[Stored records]
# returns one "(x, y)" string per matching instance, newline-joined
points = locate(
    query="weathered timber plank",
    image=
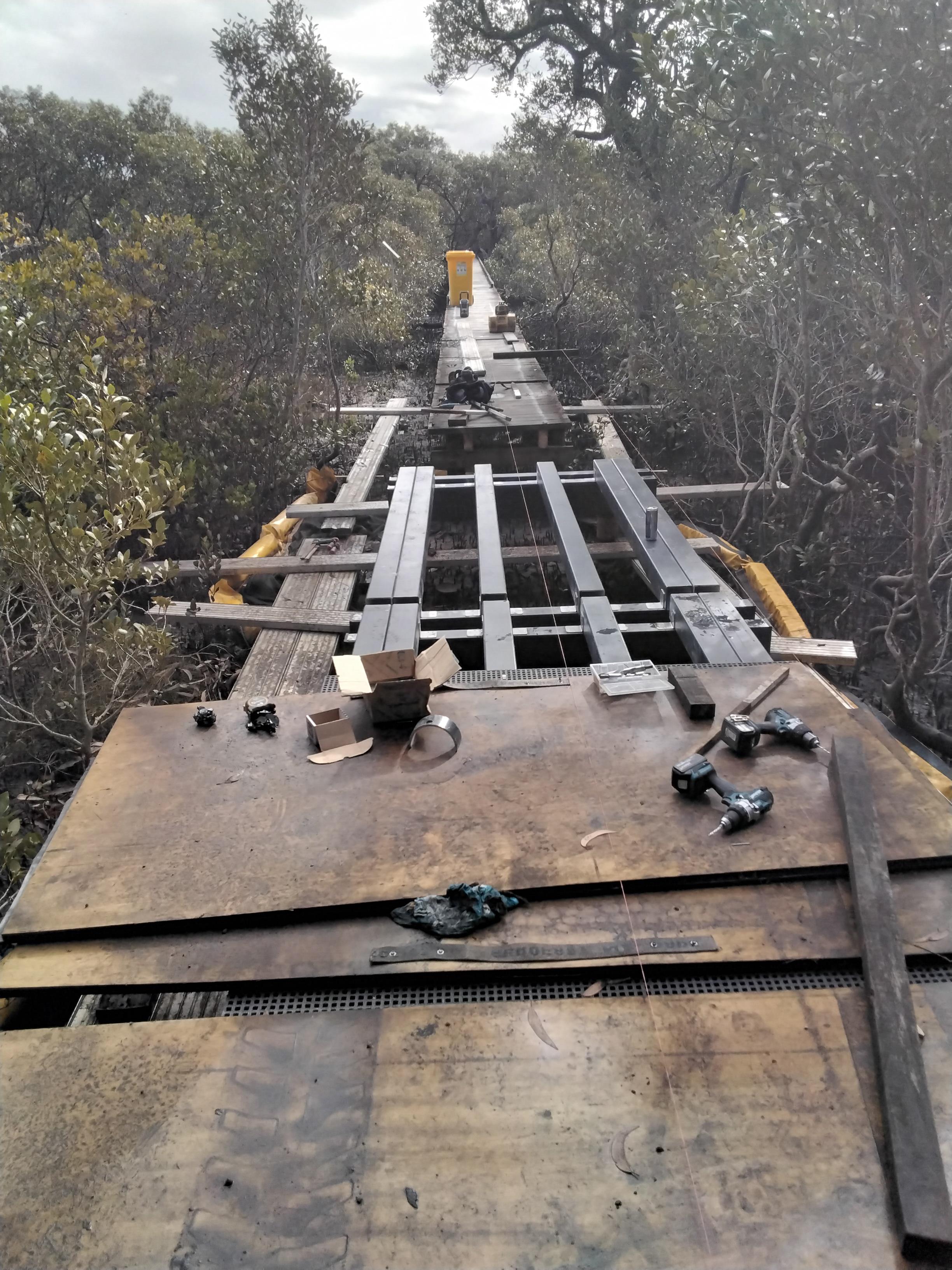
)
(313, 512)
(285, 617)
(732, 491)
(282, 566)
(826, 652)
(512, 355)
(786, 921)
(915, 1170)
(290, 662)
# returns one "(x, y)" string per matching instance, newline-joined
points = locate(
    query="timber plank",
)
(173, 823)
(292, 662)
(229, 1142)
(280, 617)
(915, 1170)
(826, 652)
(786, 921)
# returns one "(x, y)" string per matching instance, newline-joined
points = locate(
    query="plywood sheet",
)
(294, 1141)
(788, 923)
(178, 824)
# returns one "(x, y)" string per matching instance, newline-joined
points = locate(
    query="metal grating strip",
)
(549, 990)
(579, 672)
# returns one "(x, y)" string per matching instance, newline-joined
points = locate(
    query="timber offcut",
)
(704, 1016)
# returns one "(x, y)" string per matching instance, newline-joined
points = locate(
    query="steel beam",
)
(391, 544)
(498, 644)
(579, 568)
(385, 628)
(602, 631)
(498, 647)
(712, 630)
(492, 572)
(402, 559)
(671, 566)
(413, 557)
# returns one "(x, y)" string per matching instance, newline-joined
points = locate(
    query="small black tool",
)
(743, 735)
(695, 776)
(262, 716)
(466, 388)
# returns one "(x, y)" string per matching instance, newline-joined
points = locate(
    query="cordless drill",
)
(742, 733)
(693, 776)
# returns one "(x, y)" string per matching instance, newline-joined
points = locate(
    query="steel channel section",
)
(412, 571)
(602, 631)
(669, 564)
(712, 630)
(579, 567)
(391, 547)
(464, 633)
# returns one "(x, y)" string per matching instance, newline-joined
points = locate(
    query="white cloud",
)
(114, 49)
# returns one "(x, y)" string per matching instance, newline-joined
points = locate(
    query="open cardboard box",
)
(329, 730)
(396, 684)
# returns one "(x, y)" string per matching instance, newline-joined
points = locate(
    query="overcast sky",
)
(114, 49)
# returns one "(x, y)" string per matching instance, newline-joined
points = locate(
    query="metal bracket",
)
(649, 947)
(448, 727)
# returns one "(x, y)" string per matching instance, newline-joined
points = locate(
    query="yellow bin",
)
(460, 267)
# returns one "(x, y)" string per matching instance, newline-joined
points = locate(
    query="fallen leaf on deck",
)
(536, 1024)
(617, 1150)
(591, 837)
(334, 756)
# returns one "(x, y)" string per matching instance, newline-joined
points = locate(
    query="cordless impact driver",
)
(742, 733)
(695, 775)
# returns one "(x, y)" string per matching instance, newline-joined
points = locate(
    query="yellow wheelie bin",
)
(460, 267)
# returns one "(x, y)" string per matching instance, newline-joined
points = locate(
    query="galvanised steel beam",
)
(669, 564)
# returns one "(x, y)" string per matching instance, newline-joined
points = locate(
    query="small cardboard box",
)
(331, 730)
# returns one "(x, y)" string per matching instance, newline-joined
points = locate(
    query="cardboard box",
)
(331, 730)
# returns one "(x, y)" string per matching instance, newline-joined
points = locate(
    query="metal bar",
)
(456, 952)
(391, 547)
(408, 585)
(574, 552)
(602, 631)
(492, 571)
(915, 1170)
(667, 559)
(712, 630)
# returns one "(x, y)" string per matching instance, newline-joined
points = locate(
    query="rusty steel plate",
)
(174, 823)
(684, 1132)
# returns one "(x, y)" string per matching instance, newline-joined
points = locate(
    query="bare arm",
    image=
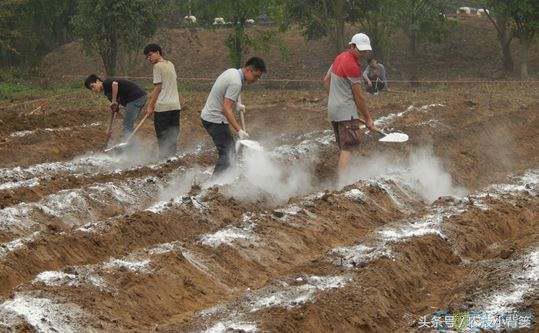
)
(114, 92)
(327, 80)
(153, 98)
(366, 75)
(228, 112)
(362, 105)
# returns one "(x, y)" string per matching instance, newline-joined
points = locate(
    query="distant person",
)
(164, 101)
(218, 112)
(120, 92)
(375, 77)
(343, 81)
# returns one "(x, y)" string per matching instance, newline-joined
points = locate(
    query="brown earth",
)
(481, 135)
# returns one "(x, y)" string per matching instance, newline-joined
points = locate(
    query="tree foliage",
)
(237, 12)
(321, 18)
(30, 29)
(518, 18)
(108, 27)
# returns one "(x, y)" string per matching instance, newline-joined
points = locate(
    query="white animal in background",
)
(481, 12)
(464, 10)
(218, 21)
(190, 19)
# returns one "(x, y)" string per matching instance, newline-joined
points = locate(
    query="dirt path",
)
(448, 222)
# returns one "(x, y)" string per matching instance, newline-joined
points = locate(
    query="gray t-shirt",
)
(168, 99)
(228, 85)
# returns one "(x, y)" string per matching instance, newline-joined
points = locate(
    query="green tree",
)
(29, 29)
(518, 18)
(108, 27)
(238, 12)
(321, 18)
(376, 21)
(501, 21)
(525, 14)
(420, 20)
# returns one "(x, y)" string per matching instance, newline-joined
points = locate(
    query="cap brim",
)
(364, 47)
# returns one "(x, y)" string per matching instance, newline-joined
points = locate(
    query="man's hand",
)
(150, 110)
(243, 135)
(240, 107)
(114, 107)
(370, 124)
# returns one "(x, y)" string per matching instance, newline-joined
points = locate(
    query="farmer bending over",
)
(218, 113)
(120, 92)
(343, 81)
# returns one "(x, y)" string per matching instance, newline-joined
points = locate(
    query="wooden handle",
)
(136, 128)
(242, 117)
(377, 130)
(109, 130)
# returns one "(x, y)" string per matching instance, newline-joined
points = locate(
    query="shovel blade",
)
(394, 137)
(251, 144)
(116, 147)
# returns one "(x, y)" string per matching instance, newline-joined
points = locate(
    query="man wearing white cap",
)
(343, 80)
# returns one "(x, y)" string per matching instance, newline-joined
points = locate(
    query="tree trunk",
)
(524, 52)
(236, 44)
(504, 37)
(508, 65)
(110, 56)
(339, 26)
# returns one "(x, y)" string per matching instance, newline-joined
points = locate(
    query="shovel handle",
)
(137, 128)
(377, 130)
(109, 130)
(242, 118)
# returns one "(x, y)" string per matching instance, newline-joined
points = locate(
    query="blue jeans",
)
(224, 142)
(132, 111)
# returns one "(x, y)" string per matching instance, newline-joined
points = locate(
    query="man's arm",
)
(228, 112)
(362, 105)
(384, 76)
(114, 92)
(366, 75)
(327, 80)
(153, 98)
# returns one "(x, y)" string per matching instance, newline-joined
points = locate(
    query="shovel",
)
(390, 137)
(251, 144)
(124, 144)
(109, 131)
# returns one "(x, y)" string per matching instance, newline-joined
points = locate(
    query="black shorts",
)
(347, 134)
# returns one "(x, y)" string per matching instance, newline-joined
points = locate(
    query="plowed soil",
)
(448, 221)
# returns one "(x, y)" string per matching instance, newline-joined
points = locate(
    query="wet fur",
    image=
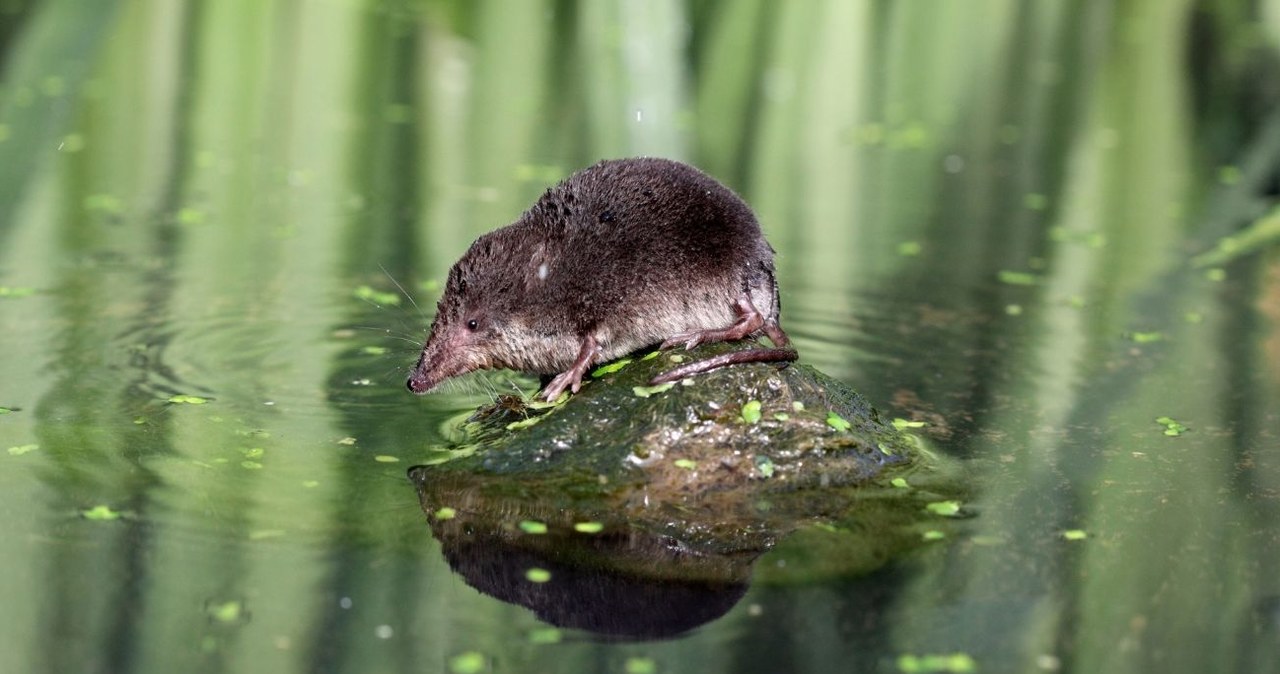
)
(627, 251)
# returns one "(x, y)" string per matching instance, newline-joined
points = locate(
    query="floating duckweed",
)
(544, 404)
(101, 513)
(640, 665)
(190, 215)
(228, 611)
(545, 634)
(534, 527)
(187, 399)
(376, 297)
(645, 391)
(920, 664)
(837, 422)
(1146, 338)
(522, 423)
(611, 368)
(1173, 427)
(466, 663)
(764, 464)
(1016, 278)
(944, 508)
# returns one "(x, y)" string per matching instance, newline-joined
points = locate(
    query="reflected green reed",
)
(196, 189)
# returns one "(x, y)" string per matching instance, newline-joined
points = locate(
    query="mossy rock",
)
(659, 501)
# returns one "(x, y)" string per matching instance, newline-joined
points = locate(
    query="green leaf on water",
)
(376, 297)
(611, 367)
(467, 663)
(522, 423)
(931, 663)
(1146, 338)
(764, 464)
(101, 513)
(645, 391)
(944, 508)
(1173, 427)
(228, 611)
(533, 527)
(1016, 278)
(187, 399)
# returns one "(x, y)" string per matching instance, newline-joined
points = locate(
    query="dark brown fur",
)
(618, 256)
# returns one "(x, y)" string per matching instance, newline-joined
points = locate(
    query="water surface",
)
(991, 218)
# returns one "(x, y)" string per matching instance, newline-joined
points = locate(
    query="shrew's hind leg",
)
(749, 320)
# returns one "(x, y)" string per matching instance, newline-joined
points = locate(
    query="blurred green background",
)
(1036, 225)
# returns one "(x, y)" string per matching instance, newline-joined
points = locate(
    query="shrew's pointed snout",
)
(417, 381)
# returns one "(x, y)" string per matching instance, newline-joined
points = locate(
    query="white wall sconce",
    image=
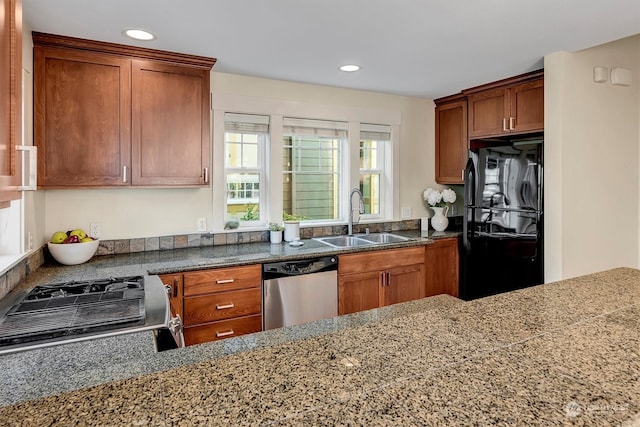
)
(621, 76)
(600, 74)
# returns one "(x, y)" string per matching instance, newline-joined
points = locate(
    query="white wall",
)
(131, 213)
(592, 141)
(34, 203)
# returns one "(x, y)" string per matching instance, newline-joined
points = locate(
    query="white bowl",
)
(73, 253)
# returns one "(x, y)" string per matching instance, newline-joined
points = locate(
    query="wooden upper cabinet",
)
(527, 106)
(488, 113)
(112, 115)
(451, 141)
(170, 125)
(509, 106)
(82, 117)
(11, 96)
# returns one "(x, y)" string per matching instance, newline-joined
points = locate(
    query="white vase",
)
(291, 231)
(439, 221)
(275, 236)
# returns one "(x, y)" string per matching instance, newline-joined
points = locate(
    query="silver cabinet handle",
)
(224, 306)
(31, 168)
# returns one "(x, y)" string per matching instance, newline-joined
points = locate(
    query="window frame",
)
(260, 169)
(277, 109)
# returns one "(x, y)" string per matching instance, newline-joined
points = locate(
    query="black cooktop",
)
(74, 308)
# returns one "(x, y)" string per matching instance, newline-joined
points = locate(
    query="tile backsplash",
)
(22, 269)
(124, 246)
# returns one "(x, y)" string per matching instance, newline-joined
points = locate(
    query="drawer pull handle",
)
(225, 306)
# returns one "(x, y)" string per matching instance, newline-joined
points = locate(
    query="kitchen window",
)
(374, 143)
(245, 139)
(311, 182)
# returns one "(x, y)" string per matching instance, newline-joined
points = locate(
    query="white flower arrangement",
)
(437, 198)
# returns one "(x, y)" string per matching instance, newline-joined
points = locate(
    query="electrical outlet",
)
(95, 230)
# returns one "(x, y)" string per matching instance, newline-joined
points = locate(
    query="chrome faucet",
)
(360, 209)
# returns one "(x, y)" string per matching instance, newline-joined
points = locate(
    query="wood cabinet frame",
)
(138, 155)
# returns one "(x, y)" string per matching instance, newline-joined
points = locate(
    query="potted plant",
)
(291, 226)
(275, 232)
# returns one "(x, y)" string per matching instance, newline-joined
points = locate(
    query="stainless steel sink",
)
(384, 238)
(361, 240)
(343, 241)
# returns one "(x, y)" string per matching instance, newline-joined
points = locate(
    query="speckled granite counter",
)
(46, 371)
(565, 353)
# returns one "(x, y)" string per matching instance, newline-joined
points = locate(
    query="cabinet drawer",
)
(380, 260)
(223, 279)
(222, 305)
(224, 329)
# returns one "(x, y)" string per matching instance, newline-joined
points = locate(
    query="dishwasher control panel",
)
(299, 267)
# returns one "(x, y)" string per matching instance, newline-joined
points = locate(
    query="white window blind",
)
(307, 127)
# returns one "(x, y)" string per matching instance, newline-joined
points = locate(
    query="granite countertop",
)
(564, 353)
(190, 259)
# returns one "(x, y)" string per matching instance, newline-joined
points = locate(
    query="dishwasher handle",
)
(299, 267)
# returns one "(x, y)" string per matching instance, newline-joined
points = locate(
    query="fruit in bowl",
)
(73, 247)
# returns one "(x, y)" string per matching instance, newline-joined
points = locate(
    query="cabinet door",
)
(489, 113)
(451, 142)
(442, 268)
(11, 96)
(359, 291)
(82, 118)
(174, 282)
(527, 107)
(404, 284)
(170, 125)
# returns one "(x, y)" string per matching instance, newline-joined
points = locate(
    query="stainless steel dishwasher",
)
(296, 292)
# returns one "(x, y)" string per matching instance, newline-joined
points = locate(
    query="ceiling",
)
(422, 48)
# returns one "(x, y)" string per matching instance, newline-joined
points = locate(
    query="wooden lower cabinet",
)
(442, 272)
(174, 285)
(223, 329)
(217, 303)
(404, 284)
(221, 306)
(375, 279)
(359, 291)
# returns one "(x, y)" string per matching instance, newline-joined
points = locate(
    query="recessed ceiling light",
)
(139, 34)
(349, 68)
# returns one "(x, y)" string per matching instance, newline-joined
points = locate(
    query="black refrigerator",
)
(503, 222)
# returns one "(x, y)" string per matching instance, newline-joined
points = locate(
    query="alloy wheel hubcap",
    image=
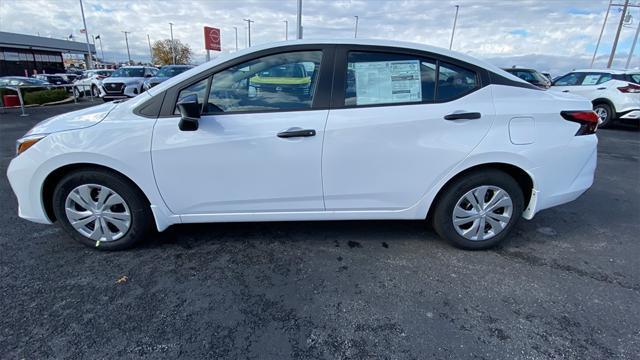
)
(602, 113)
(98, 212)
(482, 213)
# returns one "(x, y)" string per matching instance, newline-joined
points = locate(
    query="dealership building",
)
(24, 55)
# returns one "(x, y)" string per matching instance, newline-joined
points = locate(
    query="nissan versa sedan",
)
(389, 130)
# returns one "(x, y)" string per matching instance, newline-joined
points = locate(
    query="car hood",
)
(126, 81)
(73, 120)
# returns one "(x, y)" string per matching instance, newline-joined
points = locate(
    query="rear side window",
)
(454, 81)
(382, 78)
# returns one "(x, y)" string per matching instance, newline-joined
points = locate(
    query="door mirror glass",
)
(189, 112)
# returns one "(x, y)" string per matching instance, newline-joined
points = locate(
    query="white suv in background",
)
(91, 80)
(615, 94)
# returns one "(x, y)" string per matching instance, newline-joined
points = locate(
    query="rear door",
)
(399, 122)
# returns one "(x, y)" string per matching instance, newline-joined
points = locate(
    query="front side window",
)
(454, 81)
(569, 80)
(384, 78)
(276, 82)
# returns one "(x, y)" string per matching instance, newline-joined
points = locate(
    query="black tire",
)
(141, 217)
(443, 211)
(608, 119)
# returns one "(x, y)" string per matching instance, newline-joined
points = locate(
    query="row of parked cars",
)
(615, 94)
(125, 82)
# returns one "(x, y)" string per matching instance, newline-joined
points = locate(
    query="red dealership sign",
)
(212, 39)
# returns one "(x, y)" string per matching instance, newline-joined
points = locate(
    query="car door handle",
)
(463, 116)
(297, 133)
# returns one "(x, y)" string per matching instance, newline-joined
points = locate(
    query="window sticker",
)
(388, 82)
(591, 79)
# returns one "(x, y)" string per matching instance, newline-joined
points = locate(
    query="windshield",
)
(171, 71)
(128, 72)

Set exercise → Count the lines in the stored records above that contain the string "cabinet", matching case exactly, and reply with only the number.

Full response → 6